Given passage →
Steve, a consumer whose routine expenses are paid by someone else has no direct financial incentive to minimize those expenses. So, a consumer whose routine medical expenses are subsidized has little financial incentive to make lifestyle choices that could minimize those expenses or to elect not to have an expensive MRI for a sprained ankle when a relatively inexpensive x-ray would suffice.
steve,
as to your point 1 above, doctors do not order self-protecting tests to “eliminate any reasonable doubt” but rather out of rational/irrational fear of being blamed for every contingency. you are simply wrong in your assertion.
secondly, the entire point is that if mrs. smith is not reassured enough by my judgment that she does not have a brain tumor so she wants an mri, she ought to have to pay for her desire, not spread it to the rest of us.
your understanding of medicare is flawed or you favor the rank excess of socialism that is medicare, i can’t easily tell which? for pennies on the dollar, medicare patients go anywhere, see anyone, have any test, doctors and hospitals lose money in the act and pass the cost on to non-medicare patients. this is true when warren buffet goes to the doctor—a carpenter somewhere is paying for it—i did not intend to link this to employer provided insurance except as illustration of excess use when you got no skin in the game—concede this point, it is 101.

Instructions to follow →
Rewrite the medical costs comment from "secondly, the entire" to "rest of us.", putting "kidney stone" in place of "brain tumor".

Record extracts →
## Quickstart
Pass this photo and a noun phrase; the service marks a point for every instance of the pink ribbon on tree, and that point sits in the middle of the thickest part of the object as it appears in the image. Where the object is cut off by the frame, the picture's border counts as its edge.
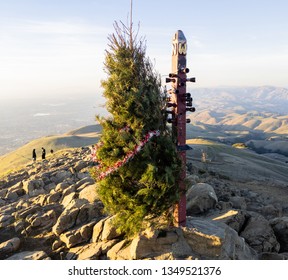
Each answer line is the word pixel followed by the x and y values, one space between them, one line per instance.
pixel 128 156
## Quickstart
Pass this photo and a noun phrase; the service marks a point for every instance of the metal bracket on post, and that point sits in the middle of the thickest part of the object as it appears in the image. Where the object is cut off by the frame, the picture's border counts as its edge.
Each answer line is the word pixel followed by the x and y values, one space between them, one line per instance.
pixel 182 102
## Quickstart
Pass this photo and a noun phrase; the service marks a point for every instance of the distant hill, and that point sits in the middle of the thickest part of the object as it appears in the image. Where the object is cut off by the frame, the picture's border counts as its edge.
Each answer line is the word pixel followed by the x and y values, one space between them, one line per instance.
pixel 81 137
pixel 231 115
pixel 242 99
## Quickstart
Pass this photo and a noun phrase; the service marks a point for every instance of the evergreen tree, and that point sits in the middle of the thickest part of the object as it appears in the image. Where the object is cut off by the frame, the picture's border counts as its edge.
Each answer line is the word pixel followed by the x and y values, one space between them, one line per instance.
pixel 146 186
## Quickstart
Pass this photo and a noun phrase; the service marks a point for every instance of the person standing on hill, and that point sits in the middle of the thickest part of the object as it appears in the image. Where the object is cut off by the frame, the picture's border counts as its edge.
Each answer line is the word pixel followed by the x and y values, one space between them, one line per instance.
pixel 34 155
pixel 43 153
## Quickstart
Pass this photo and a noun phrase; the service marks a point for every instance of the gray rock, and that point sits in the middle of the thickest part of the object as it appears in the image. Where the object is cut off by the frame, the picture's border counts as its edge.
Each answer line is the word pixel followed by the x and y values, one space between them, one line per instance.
pixel 30 255
pixel 280 228
pixel 34 187
pixel 9 246
pixel 214 240
pixel 259 234
pixel 200 198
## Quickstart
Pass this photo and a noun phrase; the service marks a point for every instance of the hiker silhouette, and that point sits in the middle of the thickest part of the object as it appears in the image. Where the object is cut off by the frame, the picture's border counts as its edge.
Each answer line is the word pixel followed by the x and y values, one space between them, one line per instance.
pixel 34 155
pixel 43 153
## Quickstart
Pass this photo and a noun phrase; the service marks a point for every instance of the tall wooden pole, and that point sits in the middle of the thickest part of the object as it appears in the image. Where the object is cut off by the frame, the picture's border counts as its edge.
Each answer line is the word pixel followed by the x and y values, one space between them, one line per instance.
pixel 180 101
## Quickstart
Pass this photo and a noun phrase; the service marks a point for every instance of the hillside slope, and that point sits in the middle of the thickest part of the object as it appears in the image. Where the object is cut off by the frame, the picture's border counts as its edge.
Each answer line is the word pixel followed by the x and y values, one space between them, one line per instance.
pixel 81 137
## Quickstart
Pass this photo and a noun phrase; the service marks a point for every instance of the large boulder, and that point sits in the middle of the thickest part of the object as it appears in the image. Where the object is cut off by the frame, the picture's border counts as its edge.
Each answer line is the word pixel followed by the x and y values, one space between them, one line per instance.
pixel 280 227
pixel 34 187
pixel 77 236
pixel 259 234
pixel 30 255
pixel 200 198
pixel 216 240
pixel 9 246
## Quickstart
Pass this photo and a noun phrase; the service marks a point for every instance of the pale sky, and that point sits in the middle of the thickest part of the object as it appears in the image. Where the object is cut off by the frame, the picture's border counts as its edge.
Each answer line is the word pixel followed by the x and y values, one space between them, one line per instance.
pixel 56 47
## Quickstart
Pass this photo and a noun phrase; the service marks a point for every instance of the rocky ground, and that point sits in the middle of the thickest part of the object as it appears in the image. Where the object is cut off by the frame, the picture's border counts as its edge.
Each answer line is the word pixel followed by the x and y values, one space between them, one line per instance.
pixel 50 210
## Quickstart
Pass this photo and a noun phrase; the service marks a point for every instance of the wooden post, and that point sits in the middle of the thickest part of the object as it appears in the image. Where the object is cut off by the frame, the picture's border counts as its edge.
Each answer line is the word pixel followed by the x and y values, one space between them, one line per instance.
pixel 180 101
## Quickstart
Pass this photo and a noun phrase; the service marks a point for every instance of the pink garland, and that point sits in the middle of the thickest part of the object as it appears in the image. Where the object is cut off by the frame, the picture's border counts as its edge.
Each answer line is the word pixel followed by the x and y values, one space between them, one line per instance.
pixel 128 157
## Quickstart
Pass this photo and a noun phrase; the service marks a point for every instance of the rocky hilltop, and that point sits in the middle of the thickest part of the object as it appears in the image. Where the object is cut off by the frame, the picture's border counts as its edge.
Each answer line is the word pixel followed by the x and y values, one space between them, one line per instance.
pixel 50 210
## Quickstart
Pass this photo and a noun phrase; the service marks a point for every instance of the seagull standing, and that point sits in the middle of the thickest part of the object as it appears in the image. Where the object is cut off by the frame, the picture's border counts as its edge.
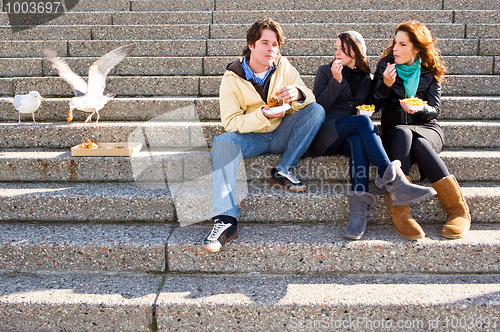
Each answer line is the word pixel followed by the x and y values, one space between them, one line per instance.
pixel 28 103
pixel 89 97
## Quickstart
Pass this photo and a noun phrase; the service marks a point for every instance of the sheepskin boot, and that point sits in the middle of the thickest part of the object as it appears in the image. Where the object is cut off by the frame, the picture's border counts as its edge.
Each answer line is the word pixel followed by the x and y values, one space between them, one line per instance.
pixel 402 191
pixel 360 208
pixel 450 195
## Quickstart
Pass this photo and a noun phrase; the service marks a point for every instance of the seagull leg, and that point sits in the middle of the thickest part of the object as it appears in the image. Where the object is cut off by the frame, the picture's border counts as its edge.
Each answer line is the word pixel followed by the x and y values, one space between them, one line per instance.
pixel 19 123
pixel 89 117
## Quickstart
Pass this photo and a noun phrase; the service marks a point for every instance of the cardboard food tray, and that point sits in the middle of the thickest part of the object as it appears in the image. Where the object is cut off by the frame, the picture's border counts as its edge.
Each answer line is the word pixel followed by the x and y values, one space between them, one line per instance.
pixel 108 150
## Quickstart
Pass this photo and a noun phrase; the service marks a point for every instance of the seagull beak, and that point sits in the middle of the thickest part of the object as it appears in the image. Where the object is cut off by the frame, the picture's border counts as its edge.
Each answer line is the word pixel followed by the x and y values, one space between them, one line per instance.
pixel 70 115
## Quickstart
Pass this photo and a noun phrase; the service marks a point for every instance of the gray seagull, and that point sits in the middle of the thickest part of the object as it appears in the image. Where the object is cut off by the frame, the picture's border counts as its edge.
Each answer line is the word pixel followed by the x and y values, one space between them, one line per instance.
pixel 28 103
pixel 89 97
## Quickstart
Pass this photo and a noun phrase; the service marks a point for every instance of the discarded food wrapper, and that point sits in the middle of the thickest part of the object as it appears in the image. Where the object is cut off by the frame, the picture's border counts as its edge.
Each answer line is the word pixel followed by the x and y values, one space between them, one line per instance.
pixel 108 149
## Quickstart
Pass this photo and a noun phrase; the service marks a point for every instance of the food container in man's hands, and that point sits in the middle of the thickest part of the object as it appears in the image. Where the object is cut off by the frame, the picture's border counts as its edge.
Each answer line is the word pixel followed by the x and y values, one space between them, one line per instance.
pixel 366 110
pixel 414 104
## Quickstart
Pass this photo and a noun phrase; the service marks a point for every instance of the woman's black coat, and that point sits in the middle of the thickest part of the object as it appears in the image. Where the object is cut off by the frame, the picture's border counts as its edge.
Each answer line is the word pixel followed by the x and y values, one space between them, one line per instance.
pixel 338 100
pixel 387 100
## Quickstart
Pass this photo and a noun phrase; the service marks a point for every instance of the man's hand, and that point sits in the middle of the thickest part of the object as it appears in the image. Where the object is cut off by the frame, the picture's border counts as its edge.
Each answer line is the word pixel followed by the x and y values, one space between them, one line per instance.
pixel 271 116
pixel 406 108
pixel 337 70
pixel 390 74
pixel 290 93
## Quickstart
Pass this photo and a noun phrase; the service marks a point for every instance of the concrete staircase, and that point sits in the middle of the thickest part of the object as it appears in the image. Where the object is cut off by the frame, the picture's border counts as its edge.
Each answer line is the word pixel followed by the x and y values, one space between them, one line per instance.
pixel 95 243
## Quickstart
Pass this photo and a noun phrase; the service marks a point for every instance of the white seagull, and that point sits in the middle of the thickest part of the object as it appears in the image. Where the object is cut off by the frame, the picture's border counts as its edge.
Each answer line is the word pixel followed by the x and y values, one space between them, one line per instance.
pixel 89 97
pixel 27 104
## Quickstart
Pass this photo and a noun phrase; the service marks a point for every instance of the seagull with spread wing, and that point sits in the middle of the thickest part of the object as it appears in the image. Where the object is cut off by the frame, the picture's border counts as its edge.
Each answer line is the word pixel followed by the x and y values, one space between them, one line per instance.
pixel 89 97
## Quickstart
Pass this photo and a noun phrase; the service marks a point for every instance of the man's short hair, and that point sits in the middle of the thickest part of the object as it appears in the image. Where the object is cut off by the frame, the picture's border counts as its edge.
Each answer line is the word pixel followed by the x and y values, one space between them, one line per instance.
pixel 255 32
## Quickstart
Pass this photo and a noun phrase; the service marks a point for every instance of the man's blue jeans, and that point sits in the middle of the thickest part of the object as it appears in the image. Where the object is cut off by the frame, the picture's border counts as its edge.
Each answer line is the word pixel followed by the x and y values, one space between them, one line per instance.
pixel 292 138
pixel 359 140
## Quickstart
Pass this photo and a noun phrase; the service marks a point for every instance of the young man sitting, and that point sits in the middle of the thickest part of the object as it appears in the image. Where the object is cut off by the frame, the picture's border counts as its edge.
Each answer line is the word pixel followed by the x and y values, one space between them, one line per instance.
pixel 247 85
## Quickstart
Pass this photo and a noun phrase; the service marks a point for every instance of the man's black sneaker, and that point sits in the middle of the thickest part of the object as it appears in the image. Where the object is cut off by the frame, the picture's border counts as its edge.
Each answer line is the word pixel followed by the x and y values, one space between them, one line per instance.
pixel 287 181
pixel 221 233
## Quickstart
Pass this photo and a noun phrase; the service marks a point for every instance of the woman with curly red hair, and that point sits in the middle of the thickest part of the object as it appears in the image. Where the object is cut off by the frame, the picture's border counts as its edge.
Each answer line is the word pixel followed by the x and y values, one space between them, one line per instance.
pixel 412 66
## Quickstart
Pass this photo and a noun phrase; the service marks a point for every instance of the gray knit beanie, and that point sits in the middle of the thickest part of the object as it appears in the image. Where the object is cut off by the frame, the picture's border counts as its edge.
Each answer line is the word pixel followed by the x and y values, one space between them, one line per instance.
pixel 359 40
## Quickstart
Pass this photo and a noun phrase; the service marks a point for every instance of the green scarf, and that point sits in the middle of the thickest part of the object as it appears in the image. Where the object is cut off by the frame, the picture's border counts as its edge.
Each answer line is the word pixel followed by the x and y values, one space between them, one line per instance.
pixel 410 76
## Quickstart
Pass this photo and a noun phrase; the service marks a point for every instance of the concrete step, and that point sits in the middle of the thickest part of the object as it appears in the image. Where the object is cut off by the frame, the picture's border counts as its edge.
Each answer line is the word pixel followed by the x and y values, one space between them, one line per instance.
pixel 171 5
pixel 337 16
pixel 39 165
pixel 228 31
pixel 325 46
pixel 304 16
pixel 104 32
pixel 490 47
pixel 83 247
pixel 368 30
pixel 141 86
pixel 81 5
pixel 249 302
pixel 69 18
pixel 181 66
pixel 46 32
pixel 96 48
pixel 77 302
pixel 169 134
pixel 193 15
pixel 325 201
pixel 202 109
pixel 84 202
pixel 454 85
pixel 321 249
pixel 476 5
pixel 336 4
pixel 308 65
pixel 225 47
pixel 477 16
pixel 483 31
pixel 314 249
pixel 140 109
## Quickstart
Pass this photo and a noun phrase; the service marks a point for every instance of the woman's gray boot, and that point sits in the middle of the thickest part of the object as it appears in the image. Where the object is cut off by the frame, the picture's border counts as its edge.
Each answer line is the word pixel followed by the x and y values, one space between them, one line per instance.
pixel 402 191
pixel 360 208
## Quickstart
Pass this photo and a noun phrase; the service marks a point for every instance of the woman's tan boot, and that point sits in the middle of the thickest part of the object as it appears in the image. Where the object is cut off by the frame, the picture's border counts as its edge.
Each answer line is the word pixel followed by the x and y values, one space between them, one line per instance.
pixel 450 195
pixel 406 226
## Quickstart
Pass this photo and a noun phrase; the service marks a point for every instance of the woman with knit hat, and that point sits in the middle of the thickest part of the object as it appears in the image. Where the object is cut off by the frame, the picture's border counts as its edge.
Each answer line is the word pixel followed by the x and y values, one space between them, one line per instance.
pixel 340 87
pixel 411 66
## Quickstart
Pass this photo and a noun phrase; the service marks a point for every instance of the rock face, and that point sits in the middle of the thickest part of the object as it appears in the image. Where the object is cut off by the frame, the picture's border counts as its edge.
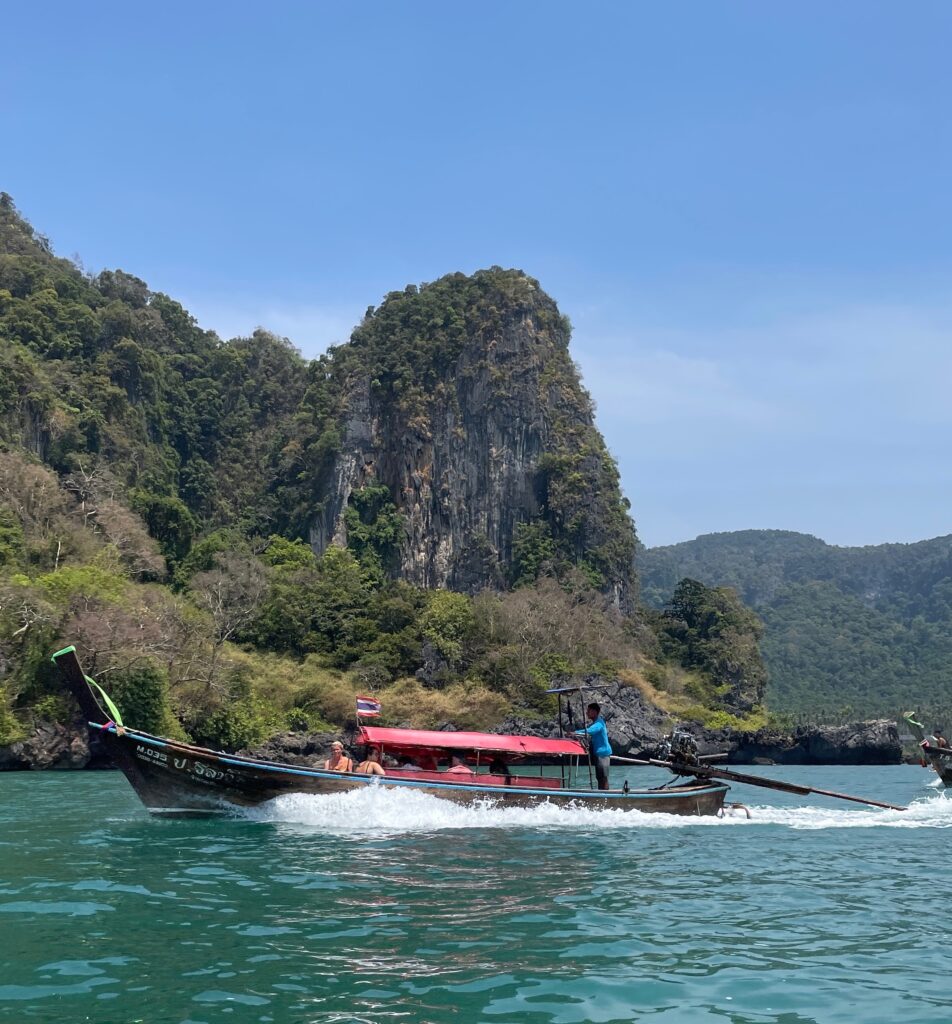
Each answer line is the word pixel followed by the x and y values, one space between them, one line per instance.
pixel 50 745
pixel 296 748
pixel 636 727
pixel 873 742
pixel 463 399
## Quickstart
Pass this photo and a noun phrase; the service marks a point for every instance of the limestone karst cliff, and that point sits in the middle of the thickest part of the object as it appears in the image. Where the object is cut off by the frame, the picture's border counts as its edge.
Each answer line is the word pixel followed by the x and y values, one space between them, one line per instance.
pixel 463 399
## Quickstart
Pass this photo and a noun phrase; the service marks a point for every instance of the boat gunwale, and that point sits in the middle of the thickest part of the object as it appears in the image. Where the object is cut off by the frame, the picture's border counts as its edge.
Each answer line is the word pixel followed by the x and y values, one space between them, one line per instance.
pixel 685 790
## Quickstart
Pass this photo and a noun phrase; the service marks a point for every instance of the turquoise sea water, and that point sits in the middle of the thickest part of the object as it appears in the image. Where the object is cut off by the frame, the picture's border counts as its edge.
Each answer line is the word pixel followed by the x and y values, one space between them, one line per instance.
pixel 382 907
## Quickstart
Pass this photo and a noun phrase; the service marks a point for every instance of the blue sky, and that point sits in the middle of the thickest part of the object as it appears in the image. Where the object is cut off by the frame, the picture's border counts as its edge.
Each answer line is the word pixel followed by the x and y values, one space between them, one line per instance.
pixel 744 208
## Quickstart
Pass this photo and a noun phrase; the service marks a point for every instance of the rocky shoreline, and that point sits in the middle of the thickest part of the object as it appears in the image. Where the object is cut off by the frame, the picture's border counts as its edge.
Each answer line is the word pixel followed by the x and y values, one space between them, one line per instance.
pixel 636 728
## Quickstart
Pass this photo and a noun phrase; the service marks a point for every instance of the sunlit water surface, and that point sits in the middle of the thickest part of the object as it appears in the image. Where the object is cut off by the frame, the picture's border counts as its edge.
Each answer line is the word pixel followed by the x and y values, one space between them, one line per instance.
pixel 378 907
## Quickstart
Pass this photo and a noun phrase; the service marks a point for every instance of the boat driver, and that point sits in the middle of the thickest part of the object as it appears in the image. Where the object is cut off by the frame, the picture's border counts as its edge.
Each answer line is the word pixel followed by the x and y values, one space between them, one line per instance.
pixel 599 747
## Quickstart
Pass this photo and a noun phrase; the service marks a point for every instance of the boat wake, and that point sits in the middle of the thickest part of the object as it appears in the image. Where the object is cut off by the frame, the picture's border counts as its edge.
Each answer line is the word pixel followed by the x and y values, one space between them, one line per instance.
pixel 376 811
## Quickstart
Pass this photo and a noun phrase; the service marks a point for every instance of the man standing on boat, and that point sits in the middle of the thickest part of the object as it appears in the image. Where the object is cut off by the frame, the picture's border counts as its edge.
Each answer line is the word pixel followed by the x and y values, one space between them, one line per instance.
pixel 599 747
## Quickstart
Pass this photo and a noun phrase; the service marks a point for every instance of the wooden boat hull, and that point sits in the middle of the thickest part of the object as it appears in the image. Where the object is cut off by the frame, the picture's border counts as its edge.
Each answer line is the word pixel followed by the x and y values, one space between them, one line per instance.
pixel 174 778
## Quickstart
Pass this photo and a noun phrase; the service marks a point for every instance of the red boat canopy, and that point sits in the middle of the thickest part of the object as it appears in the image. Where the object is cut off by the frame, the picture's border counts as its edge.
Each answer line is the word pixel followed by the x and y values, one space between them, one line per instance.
pixel 416 739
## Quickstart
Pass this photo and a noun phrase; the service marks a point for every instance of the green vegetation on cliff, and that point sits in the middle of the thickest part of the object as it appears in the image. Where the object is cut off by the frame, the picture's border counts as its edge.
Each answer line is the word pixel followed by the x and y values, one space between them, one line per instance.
pixel 858 631
pixel 235 538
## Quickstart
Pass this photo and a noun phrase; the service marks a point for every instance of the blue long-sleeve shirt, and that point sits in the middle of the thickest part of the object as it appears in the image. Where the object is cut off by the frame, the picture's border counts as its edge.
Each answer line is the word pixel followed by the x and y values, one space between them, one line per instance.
pixel 601 748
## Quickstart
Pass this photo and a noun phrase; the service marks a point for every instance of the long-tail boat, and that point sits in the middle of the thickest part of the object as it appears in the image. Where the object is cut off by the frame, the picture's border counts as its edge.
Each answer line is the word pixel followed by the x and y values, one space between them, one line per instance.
pixel 176 778
pixel 939 757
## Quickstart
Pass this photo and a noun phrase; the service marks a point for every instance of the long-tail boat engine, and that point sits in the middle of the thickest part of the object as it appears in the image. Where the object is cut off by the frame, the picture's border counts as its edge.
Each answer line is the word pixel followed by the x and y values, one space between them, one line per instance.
pixel 680 747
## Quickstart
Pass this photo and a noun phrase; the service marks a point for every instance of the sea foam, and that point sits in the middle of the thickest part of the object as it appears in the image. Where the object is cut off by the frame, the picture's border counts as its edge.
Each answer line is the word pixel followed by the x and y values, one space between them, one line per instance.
pixel 384 812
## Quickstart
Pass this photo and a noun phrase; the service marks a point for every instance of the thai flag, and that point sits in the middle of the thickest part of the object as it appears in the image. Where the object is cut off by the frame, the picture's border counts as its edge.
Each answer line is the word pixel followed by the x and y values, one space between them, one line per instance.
pixel 368 707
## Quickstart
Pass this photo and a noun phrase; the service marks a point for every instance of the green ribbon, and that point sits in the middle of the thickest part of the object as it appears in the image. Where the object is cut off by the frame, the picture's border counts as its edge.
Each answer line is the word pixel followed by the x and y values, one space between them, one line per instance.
pixel 114 711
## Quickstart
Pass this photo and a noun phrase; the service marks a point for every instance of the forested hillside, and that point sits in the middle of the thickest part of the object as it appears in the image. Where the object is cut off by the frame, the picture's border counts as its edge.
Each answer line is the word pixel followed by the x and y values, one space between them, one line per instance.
pixel 238 539
pixel 866 628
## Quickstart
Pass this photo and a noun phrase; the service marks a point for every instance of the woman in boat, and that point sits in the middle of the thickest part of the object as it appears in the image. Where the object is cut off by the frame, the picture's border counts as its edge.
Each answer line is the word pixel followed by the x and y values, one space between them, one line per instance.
pixel 337 761
pixel 371 764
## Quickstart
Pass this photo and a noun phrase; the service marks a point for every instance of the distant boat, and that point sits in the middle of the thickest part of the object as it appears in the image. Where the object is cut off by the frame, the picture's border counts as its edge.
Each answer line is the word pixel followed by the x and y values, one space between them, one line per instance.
pixel 176 778
pixel 939 757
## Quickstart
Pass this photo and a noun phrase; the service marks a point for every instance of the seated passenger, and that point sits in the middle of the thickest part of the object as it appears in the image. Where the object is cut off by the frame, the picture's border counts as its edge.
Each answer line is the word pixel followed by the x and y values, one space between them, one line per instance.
pixel 459 767
pixel 371 765
pixel 337 761
pixel 499 767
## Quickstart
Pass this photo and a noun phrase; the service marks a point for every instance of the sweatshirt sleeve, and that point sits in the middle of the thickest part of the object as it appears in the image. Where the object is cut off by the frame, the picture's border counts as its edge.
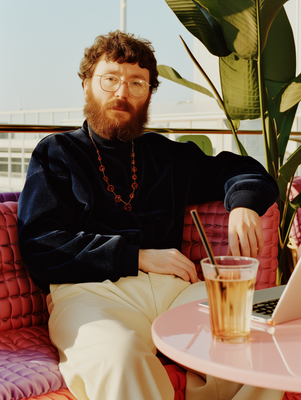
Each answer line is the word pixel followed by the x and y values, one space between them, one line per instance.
pixel 240 181
pixel 51 245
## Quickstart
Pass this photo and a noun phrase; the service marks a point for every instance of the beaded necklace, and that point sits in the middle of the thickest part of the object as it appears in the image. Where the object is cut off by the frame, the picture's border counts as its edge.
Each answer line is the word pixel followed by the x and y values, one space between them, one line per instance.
pixel 111 188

Reply →
secondly, the entire point is that if mrs. smith is not reassured enough by my judgment that she does not have a kidney stone so she wants an mri, she ought to have to pay for her desire, not spread it to the rest of us.